# [GOAL]
Copy the lines below verbatim, beginning with the line that includes "the black car ->" and continuing to the end; leave out everything before it.
* begin PROVIDED DATA *
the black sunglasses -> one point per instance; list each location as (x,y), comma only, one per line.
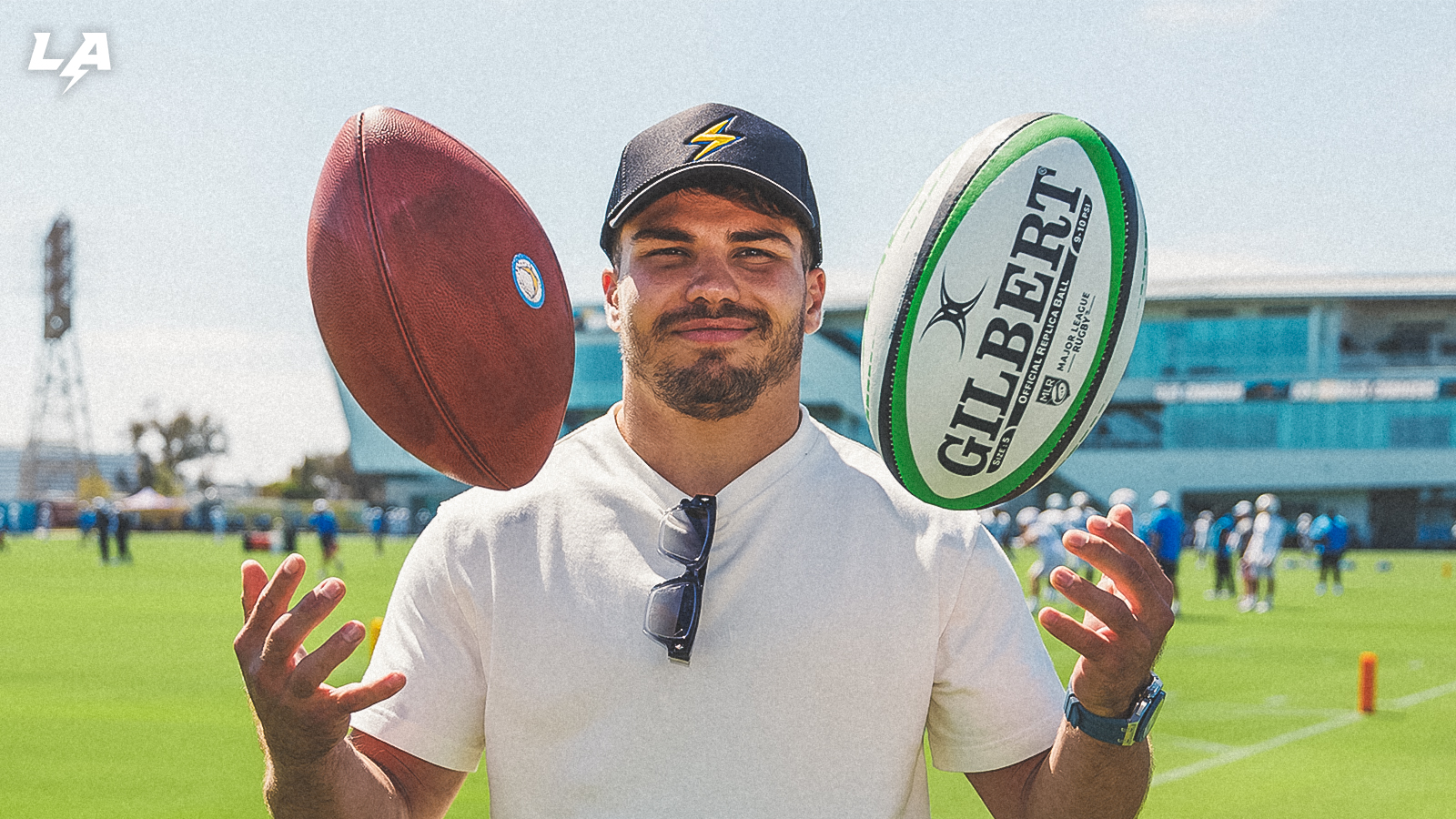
(673,606)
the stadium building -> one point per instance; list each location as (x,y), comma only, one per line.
(1329,390)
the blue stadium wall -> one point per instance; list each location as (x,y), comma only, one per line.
(1343,402)
(1336,394)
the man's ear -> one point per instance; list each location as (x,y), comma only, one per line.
(813,300)
(609,288)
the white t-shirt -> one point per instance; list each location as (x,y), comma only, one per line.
(841,620)
(1266,540)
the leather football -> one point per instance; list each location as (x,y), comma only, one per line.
(440,299)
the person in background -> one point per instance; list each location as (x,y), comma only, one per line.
(327,525)
(375,516)
(218,519)
(1267,537)
(1201,544)
(1164,535)
(121,528)
(106,525)
(1330,533)
(43,522)
(1307,545)
(1040,531)
(85,521)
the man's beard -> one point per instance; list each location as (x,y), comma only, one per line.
(713,389)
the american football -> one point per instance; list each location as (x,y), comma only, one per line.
(440,299)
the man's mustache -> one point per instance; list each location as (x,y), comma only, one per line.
(667,321)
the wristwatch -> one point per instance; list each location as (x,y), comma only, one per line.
(1113,731)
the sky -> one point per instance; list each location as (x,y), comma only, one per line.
(1264,138)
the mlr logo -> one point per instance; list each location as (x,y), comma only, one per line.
(94,51)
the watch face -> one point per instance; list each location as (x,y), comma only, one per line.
(1150,714)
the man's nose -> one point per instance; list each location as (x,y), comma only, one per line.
(713,280)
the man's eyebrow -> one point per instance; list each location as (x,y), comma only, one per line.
(759,237)
(664,234)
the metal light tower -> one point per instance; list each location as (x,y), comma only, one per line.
(58,450)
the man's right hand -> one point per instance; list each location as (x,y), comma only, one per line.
(300,719)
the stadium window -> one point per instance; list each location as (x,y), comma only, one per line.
(1210,312)
(1420,431)
(1285,310)
(1127,426)
(1220,426)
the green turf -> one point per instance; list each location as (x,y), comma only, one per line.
(120,694)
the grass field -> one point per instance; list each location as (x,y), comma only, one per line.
(120,695)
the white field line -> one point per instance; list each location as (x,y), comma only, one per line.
(1421,697)
(1201,745)
(1235,753)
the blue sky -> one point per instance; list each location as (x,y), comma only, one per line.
(1264,138)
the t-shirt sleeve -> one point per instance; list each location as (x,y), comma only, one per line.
(996,697)
(436,632)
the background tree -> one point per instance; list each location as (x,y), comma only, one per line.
(164,445)
(327,475)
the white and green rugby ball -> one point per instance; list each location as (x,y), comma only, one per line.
(1005,310)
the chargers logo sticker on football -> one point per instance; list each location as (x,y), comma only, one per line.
(529,281)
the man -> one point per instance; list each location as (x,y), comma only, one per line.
(1330,532)
(837,620)
(1261,551)
(327,525)
(1164,535)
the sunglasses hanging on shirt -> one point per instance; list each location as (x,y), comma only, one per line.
(674,606)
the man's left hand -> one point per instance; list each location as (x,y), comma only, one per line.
(1127,614)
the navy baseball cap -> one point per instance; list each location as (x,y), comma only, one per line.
(705,142)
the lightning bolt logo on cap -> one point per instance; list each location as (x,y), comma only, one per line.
(713,138)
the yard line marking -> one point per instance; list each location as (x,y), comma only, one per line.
(1251,749)
(1234,755)
(1194,743)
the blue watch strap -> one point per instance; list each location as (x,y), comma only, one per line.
(1118,731)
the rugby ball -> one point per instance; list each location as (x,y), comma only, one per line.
(440,299)
(1005,310)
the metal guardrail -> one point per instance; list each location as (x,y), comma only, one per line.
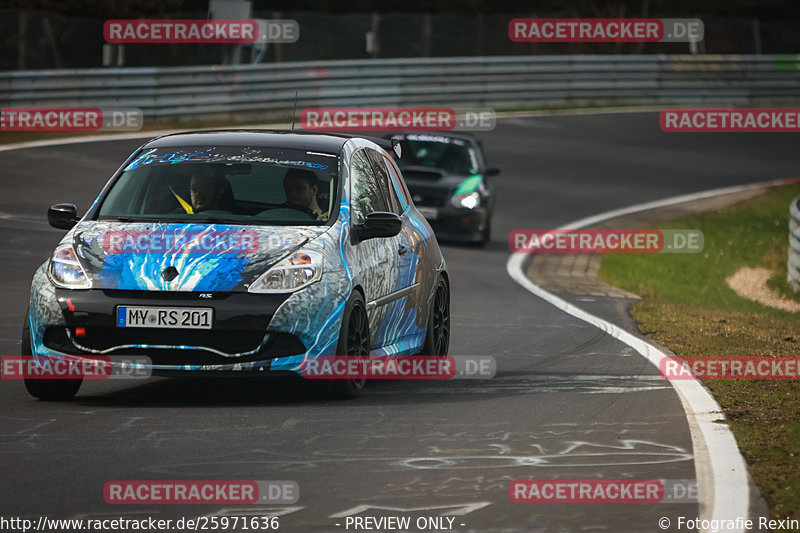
(508,82)
(793,265)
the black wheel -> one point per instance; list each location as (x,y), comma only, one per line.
(46,389)
(354,341)
(437,337)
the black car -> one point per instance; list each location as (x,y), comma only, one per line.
(450,183)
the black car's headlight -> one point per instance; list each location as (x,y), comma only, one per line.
(66,271)
(291,274)
(466,201)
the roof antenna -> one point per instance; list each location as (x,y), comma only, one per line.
(294,109)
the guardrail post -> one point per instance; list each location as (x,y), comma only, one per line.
(793,264)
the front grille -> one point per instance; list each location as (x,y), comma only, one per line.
(228,342)
(224,340)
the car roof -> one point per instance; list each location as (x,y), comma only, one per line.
(324,142)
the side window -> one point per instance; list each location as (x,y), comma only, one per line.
(385,181)
(365,192)
(397,182)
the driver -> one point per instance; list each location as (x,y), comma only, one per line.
(301,187)
(205,189)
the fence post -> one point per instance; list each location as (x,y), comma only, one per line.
(793,263)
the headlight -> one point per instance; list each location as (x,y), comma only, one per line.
(291,274)
(466,201)
(66,271)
* end PROVIDED DATA *
# [RESPONSE TO THE TASK]
the black car -> one point per instance; list each location as (x,y), comma only, one per line.
(450,183)
the black car's headlight -> one point per instance; list each location as (x,y), comma only, one per line.
(66,271)
(291,274)
(466,201)
the roof antenna -> one point per instance; list each location as (x,y), comma only, one per line.
(294,109)
the guardrail post -> one point per instance; list each location as (x,y), comma only, one per line.
(793,264)
the front grille -> one point per instance; list each location as (x,y), comma only, one per line.
(228,342)
(224,340)
the car roof -> one point per instance; list each location as (x,y), comma only, one per line.
(324,142)
the side window -> one point per instance; list each location as (x,y), comma only, one per line.
(385,181)
(365,192)
(397,182)
the driver -> one point per instance; list each location as (x,y), comma only, one per line.
(301,187)
(205,189)
the fence post -> one point per instance; list each location as (x,y), comma only, one per line.
(793,263)
the headlight -> one point per instance; list each location as (x,y), comma only, one per line.
(291,274)
(466,201)
(66,271)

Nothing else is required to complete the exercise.